» **Texto fornecido**:
┌──

Dados da Organização das Nações Unidas para a Alimentação e Agricultura (FAO) mostram que 61% das espécies de peixes comercialmente exploradas no planeta foram pescadas nos seus limites máximos de manutenção populacional. Os recifes de coral estão sob alto risco de desaparecer até 2050 e, segundo a União Internacional para a Conservação da Natureza (UICN), diversas espécies de tubarão estão entrando em extinção. Somando-se a isso, há a contaminação da água, as invasões por espécies exóticas e a supressão de habitats.

No Brasil, o cenário não é diferente. Conforme o Ministério da Pesca e Aquicultura, a produção pela pesca extrativa marinha vem caindo desde 1980, quando atingiu 750 mil toneladas e caiu para 550 mil toneladas anuais, nos anos subsequentes, por conta da pesca mal gerenciada e ilegal.

Os ecossistemas marinhos proporcionam serviços ambientais essenciais à sobrevivência humana

O Instituto Chico Mendes de Conservação da Biodiversidade (ICMBio) listou 19 espécies de peixes marinhos ameaçados de extinção. As cinco espécies de tartarugas marinhas encontradas no Brasil permanecem na lista de animais em risco de extinção, apesar dos esforços de vários projetos de conservação. Além disso, mais de 25% de nossos manguezais, importantes para o ciclo de vida de várias espécies de valor comercial e, obviamente, ecológico, já foram destruídos ao longo de nossa costa. Nos manguezais vivem mais de 750 espécies, incluindo 226 espécies de peixes, 131 de crustáceos e 52 de moluscos.

└──

» **Dados exibidos**:
┌──

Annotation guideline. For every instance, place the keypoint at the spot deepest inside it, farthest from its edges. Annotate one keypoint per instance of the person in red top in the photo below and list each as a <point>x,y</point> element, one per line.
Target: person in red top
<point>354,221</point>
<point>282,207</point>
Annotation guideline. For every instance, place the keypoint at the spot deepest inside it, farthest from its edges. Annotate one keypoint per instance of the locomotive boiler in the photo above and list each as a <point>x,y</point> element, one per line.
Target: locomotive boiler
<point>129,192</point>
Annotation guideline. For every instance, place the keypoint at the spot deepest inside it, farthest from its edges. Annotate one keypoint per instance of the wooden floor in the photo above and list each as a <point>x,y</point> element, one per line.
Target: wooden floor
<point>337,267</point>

└──

» **Instruções da tarefa**: Redija, por favor, a continuação do texto sobre a pesca e os ecossistemas marinhos, começando logo após a última frase apresentada. As linhas não têm nenhuma relação com esta atividade.

» **Resultado do exercício**:
Por que se preocupar com isso? A resposta é simples: os ecossistemas marinhos proporcionam serviços ambientais essenciais à sobrevivência humana como alimentos, medicamentos e lazer; e, no atual cenário de mudanças climáticas, são fortes aliados na manutenção do clima, no controle de inundações e proteção costeira. Também há vantagens econômicas, pois a atividade pesqueira, segundo o Ministério da Pesca e Aquicultura, envolve cerca de 1 milhão de pescadores profissionais e mais de 3,5 milhões de empregos diretos e indiretos. A pesca artesanal é responsável por 50% da produção de pescado nacional e importante fonte de renda e de segurança alimentar para comunidades litorâneas.

Diante dos imensos benefícios ambientais, sociais e econômicos do mar para os brasileiros, e dos altos riscos desse ecossistema no país, precisamos de maior e melhor tutela do Estado, uma vez que é sua obrigação constitucional garantir a gestão adequada e a repartição justa dos benefícios decorrentes da exploração desses recursos. Isso inclui o estabelecimento de unidades de conservação, para garantir a proteção dessa rica biodiversidade e dos serviços ambientais prestados pelos ecossistemas marinhos.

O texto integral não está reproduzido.